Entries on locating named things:

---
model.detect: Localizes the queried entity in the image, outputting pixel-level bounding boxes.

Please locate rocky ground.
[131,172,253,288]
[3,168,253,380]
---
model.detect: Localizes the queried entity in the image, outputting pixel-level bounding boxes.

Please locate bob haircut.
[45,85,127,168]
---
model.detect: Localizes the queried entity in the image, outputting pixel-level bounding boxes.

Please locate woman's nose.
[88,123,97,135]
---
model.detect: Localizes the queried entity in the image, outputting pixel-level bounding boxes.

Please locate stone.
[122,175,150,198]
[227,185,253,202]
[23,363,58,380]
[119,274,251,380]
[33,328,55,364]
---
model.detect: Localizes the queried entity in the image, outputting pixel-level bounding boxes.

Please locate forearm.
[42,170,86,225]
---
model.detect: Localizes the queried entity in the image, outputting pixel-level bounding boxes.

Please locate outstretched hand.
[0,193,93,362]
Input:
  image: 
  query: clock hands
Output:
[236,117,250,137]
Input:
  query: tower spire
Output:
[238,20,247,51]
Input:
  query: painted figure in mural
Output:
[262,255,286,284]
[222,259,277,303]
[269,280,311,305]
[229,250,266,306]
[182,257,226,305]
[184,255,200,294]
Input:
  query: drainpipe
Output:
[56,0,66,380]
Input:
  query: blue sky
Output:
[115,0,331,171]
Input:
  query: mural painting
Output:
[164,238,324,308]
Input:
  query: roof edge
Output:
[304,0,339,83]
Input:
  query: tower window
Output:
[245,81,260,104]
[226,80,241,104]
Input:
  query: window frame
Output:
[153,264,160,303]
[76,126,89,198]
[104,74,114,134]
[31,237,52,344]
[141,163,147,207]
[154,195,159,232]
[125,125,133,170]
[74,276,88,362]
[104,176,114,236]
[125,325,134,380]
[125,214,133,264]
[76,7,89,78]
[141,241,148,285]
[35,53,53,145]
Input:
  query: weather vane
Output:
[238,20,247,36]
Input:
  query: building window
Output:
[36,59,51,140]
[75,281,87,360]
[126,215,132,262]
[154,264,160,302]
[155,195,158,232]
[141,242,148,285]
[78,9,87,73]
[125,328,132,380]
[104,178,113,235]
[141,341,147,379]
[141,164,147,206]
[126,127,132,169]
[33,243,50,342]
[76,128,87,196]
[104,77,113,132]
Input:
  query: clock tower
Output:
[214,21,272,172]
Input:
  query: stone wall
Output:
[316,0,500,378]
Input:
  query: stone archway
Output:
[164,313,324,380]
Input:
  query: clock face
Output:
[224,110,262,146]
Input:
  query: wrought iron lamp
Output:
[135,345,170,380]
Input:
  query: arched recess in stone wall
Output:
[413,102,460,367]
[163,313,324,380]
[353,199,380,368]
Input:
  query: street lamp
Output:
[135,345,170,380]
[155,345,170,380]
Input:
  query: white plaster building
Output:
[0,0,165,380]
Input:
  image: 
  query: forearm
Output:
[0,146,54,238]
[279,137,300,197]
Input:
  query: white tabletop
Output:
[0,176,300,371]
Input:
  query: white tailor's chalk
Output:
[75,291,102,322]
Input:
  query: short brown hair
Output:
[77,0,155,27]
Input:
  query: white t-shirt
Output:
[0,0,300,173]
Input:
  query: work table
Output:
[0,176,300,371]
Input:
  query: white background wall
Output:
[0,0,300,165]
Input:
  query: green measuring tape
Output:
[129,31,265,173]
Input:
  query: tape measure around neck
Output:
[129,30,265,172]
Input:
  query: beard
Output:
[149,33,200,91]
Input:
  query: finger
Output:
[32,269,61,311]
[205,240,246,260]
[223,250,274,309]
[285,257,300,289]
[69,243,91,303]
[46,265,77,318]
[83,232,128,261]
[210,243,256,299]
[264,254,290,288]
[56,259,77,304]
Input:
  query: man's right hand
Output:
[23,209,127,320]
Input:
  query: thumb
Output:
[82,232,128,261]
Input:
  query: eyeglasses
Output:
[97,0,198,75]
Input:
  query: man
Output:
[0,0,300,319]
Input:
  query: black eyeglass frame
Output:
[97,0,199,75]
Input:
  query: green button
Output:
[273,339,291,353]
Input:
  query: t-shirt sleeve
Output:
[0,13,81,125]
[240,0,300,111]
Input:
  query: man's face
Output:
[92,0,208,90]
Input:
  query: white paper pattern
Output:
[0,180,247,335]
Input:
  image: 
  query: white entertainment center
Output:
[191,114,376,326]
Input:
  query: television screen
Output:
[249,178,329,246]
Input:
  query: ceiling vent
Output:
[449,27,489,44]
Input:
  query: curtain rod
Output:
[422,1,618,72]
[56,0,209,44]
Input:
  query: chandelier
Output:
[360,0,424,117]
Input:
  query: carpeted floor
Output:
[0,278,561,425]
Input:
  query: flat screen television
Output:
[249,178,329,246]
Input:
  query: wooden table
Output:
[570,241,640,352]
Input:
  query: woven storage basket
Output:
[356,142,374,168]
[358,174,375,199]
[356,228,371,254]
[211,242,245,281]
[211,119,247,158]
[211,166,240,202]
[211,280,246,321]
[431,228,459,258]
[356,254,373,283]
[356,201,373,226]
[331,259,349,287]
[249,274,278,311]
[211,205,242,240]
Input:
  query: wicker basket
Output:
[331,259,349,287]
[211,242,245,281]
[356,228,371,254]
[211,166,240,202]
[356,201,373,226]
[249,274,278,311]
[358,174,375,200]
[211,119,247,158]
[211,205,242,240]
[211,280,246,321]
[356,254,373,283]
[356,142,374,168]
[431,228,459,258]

**STATED PROBLEM**: Write out the whole listing again, switching every "query" to "prompt" and leaving everything else as it is.

**FULL SOLUTION**:
---
model.detect: Localizes the queried entity in the image, outputting pixel-level bounding boxes.

Please locate rocky ground.
[131,172,253,288]
[3,168,253,380]
---
model.detect: Localizes the queried entity in the image, outputting pixel-level bounding boxes.

Please locate bob haircut.
[45,85,127,168]
---
model.detect: Localizes the queried entity in the image, outputting pixel-level bounding boxes.

Please locate woman's nose.
[88,123,97,135]
---
model.detect: Localizes the queried entity in the image, outputting pixel-level bounding boxes.

Please locate stone.
[122,175,150,198]
[227,185,253,202]
[23,363,58,380]
[119,274,251,380]
[33,328,55,364]
---
model.detect: Localizes the queried entity in the image, outputting pixel-level bounding boxes.

Please locate forearm.
[42,170,86,225]
---
model.detect: Localizes the queried entity in the image, outputting pixel-level bounding boxes.

Please locate outstretched hand.
[0,193,93,362]
Input:
  image: 
  prompt: clock hands
Output:
[236,117,250,137]
Input:
  prompt: tower spire
Output:
[238,20,247,51]
Input:
  prompt: painted figure in mural
Output:
[262,255,286,284]
[222,259,277,303]
[269,280,311,305]
[229,250,266,306]
[182,257,226,305]
[184,255,200,294]
Input:
  prompt: drainpipe
Output:
[56,0,66,380]
Input:
  prompt: blue sky
Output:
[115,0,331,171]
Input:
  prompt: mural painting
Output:
[164,238,324,308]
Input:
  prompt: roof edge
Output:
[304,0,339,83]
Input:
  prompt: tower window
Output:
[245,81,260,104]
[226,80,241,104]
Input:
  prompt: window frame
Output:
[153,264,160,303]
[76,126,89,198]
[104,74,114,134]
[31,237,52,344]
[141,163,147,207]
[154,195,159,232]
[125,125,133,170]
[74,276,88,362]
[104,176,114,236]
[125,325,134,380]
[125,214,133,264]
[76,7,89,78]
[141,241,148,285]
[35,53,53,145]
Input:
  prompt: weather vane
Output:
[238,20,247,36]
Input:
  prompt: building window
Output:
[36,59,51,140]
[75,281,87,360]
[126,215,132,262]
[154,264,160,302]
[155,195,158,232]
[141,242,148,285]
[78,9,87,73]
[125,328,132,380]
[104,178,113,235]
[141,341,147,379]
[141,164,147,206]
[126,127,132,169]
[33,243,50,342]
[76,128,87,196]
[104,77,113,132]
Input:
  prompt: clock tower
Output:
[214,21,272,172]
Input:
  prompt: stone wall
Output:
[316,0,500,378]
Input:
  prompt: stone archway
Output:
[164,313,324,380]
Input:
  prompt: clock face
Output:
[224,110,262,146]
Input:
  prompt: wrought iron lamp
Output:
[135,345,170,380]
Input:
  prompt: arched recess in stone wall
Output:
[413,102,460,367]
[163,313,324,380]
[353,199,380,368]
Input:
  prompt: street lamp
Output:
[135,345,170,380]
[155,345,170,380]
Input:
  prompt: white plaster building
Output:
[0,0,165,380]
Input:
  image: 
  prompt: forearm
Output:
[0,146,54,238]
[279,137,300,197]
Input:
  prompt: white tabletop
Output:
[0,176,300,371]
Input:
  prompt: white tailor's chalk
Output:
[75,291,102,322]
Input:
  prompt: short brown hair
Output:
[77,0,155,27]
Input:
  prompt: white t-shirt
Output:
[0,0,300,173]
Input:
  prompt: work table
Output:
[0,176,300,371]
Input:
  prompt: white background wall
Output:
[0,0,300,165]
Input:
  prompt: green measuring tape
Output:
[129,31,265,173]
Input:
  prompt: tape measure around neck
Output:
[129,30,265,172]
Input:
  prompt: beard
Output:
[149,33,200,91]
Input:
  prompt: finger
Output:
[32,269,61,311]
[205,240,246,260]
[223,250,274,309]
[285,257,300,289]
[69,243,91,303]
[46,265,77,318]
[83,232,128,261]
[210,243,256,299]
[264,254,290,288]
[56,259,77,304]
Input:
  prompt: man's right hand
Output:
[23,209,127,320]
Input:
  prompt: thumb
Output:
[82,232,128,261]
Input:
  prompt: eyeglasses
Output:
[97,0,198,75]
Input:
  prompt: man
Output:
[0,0,300,319]
Input:
  prompt: black eyeglass frame
Output:
[97,0,199,75]
Input:
  prompt: green button
Output:
[273,339,291,353]
Input:
  prompt: t-shirt sleeve
Output:
[0,13,81,125]
[240,0,300,111]
Input:
  prompt: man's face
Output:
[92,0,208,90]
Input:
  prompt: white paper pattern
Output:
[0,180,247,335]
Input:
  image: 
  prompt: white entertainment center
Output:
[191,114,376,326]
Input:
  prompt: television screen
Output:
[249,178,329,246]
Input:
  prompt: ceiling vent
Output:
[449,27,489,44]
Input:
  prompt: curtain rod
Output:
[422,1,618,72]
[56,0,209,44]
Input:
  prompt: chandelier
Output:
[360,0,424,117]
Input:
  prompt: carpeted floor
Output:
[0,278,561,425]
Input:
  prompt: flat screen television
Output:
[249,178,329,246]
Input:
  prompt: wooden table
Output:
[570,241,640,352]
Input:
  prompt: woven storage basket
Output:
[356,142,374,168]
[358,174,375,199]
[356,228,371,254]
[211,242,245,281]
[211,119,247,158]
[211,166,240,202]
[211,280,246,321]
[431,228,459,258]
[356,254,373,283]
[356,201,373,226]
[331,259,349,287]
[249,274,278,311]
[211,205,242,240]
Input:
  prompt: wicker basket
Output:
[331,259,349,287]
[211,242,245,281]
[356,228,371,254]
[211,166,240,202]
[356,201,373,226]
[249,274,278,311]
[358,174,375,200]
[211,119,247,158]
[211,205,242,240]
[211,280,246,321]
[356,254,373,283]
[356,142,374,168]
[431,228,459,258]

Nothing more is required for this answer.